**EXERCISE REQUIREMENTS**
Copy every record below exactly, leaving out any pictures.

*** DATA TO EXAMINE

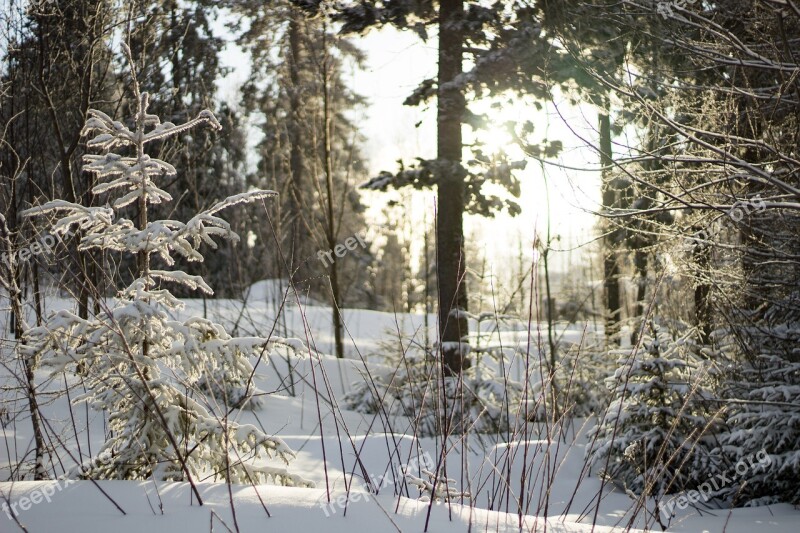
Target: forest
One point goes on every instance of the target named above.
(419, 265)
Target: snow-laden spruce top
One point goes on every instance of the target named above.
(171, 389)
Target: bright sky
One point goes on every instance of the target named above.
(397, 63)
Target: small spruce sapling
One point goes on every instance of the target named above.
(146, 370)
(651, 437)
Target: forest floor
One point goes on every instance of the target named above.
(337, 449)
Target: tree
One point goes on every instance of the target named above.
(499, 40)
(650, 439)
(310, 150)
(138, 362)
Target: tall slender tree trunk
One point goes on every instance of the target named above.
(610, 263)
(15, 299)
(336, 300)
(296, 152)
(450, 258)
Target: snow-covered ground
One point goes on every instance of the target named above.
(339, 450)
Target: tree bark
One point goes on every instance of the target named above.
(610, 263)
(453, 325)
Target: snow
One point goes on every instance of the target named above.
(360, 450)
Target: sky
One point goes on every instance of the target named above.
(397, 61)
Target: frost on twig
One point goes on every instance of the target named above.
(439, 488)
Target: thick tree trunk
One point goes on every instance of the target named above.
(453, 325)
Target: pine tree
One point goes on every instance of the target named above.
(142, 367)
(650, 438)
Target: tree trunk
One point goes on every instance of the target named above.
(610, 264)
(296, 153)
(331, 222)
(453, 325)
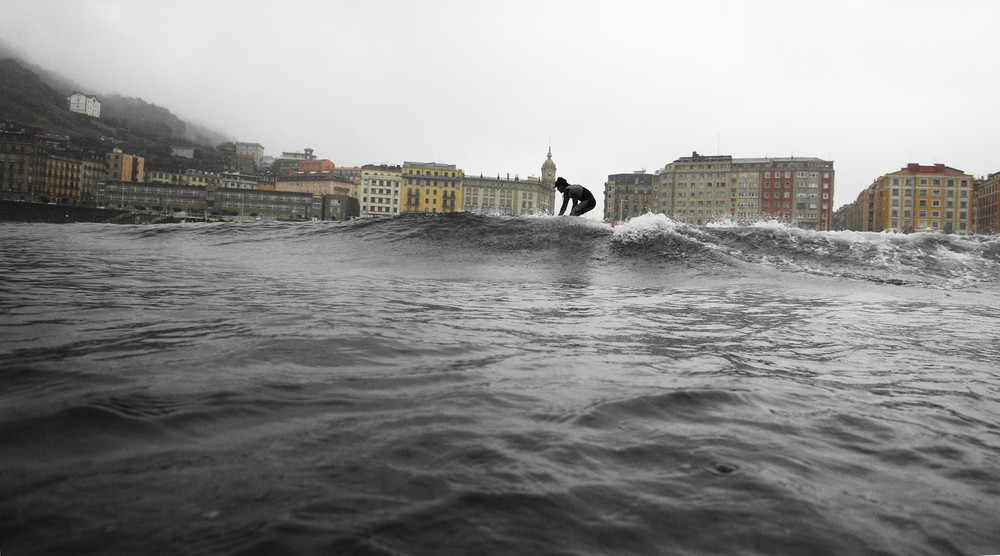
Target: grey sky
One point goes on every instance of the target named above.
(614, 86)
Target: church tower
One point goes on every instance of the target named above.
(549, 171)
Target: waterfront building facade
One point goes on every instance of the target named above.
(236, 180)
(84, 104)
(860, 215)
(921, 198)
(125, 167)
(191, 177)
(22, 162)
(701, 189)
(221, 203)
(380, 186)
(430, 187)
(506, 196)
(797, 191)
(694, 189)
(315, 183)
(630, 195)
(988, 205)
(63, 179)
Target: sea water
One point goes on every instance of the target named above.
(463, 384)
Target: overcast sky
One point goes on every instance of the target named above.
(612, 86)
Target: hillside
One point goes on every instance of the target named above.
(130, 123)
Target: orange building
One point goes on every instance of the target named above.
(924, 199)
(125, 167)
(988, 205)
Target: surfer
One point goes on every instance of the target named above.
(583, 199)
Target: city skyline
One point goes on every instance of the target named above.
(612, 87)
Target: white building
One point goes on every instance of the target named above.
(84, 104)
(235, 180)
(380, 190)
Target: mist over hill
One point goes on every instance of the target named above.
(34, 96)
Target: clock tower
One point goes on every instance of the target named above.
(549, 171)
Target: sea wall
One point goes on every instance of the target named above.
(14, 211)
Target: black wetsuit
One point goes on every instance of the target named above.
(583, 199)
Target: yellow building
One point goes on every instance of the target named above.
(988, 205)
(63, 179)
(125, 167)
(630, 195)
(431, 188)
(924, 199)
(860, 215)
(317, 183)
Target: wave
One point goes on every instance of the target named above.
(922, 259)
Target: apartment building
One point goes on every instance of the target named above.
(431, 188)
(988, 205)
(693, 189)
(920, 198)
(380, 186)
(22, 162)
(860, 215)
(125, 167)
(255, 152)
(84, 104)
(700, 189)
(630, 195)
(506, 196)
(795, 190)
(316, 183)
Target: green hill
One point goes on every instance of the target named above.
(129, 123)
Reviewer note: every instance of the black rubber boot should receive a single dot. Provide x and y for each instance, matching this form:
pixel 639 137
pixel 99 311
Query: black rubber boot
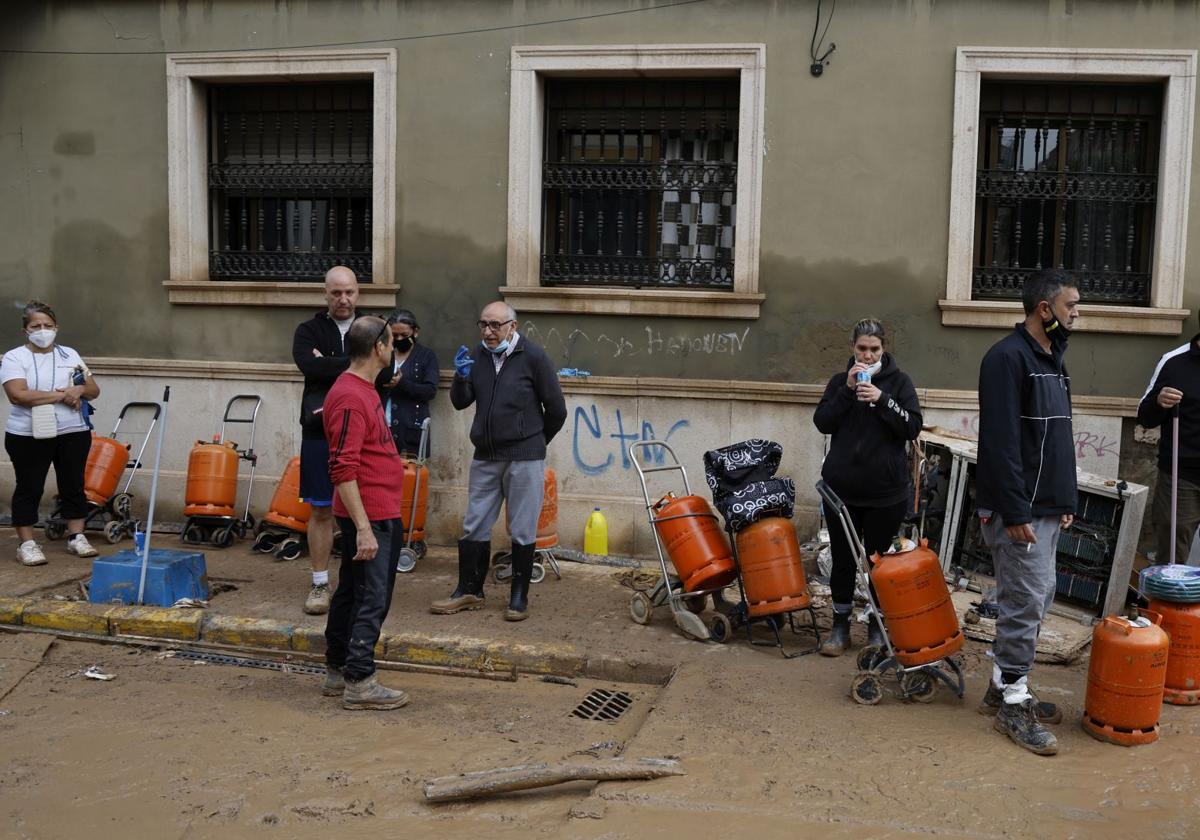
pixel 875 633
pixel 522 573
pixel 839 636
pixel 473 558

******

**RESULT BELOW**
Target: forest
One point goes on every instance of the target named above.
(419, 265)
Target: snow-laden spruce top
One point goes on every instance of the target named above.
(171, 389)
Target: bright sky
One point goes on every instance of the target named above.
(397, 63)
Target: small spruce sapling
One point goes on every instance of the target named above.
(146, 370)
(651, 437)
Target: forest floor
One point goes on every instance of the target named above.
(337, 449)
Target: tree
One point goes on every instance of the target named above.
(499, 40)
(650, 439)
(310, 150)
(138, 362)
Target: tall slender tree trunk
One point goes on every instance of the target named above.
(610, 263)
(15, 299)
(336, 300)
(296, 152)
(450, 258)
Target: snow-covered ground
One point goes on every instance of the target named above.
(339, 450)
Target: tree bark
One point goes on every instance of the target named above.
(610, 263)
(453, 325)
Target: snow
One point goes on every instance of the target named above.
(360, 450)
Target: sky
One point goes on every instance of the target named above.
(397, 61)
Target: frost on twig
One point goes on every instance of the target named above.
(439, 488)
Target: thick tree trunk
One point goes on every instance of the target named above.
(453, 325)
Target: pine tree
One point goes on every instance of the target named above.
(142, 367)
(650, 438)
Target: tree trunk
One point goes on every instance of the target named above.
(610, 264)
(296, 153)
(331, 222)
(453, 325)
Target: grey sky
One point goes on every instance of the target named above.
(614, 86)
Target: church tower
One point goes on every instance of the target named above.
(549, 171)
Target: waterfront building facade
One point goes on every instance of the target named above.
(236, 180)
(84, 104)
(860, 215)
(921, 198)
(125, 167)
(191, 177)
(22, 162)
(701, 189)
(221, 203)
(380, 186)
(430, 187)
(506, 196)
(797, 191)
(694, 189)
(315, 183)
(630, 195)
(988, 205)
(63, 179)
Target: sea water
One point goes on every instance of the target named above.
(463, 384)
Target: overcast sky
One point goes on every instance of the target named above.
(612, 86)
Target: hillside
One point goes on every instance of the target named above.
(130, 123)
Target: orange building
One point goes on every instance of the target named above.
(924, 199)
(125, 167)
(988, 205)
Target: surfer
One point goes on every instance of the target named above.
(583, 199)
Target: city skyline
One point goes on every instance of the target named above.
(612, 87)
Target: white building
One point goes on every instance of the target named above.
(84, 104)
(235, 180)
(380, 190)
Target: mist over hill
One point goes on every instance of the target named above.
(34, 96)
Target: clock tower
One point goes on every instance of the target named above.
(549, 171)
Target: sea wall
One point goes on every instance of the target named above.
(14, 211)
Target: black wetsuit
One point goes on every instance of the target named above.
(583, 199)
Target: yellow building
One point goes on every instance of the target named above.
(988, 205)
(63, 179)
(125, 167)
(630, 195)
(431, 188)
(924, 199)
(860, 215)
(317, 183)
Target: wave
One point goes on every instance of the target named above.
(922, 259)
Target: apartment building
One point goes on every instance of the target named above.
(431, 188)
(988, 205)
(693, 189)
(920, 198)
(380, 186)
(22, 162)
(860, 215)
(125, 167)
(255, 152)
(84, 104)
(700, 189)
(630, 195)
(506, 196)
(795, 190)
(316, 183)
Target: green hill
One point goes on every instance of the target named above.
(129, 123)
Reviewer note: every instance of the black rubber boot should receive a single dot. Provide x and y for each instance, matching this form:
pixel 639 137
pixel 99 311
Query: black rubber boot
pixel 875 633
pixel 522 573
pixel 839 636
pixel 473 558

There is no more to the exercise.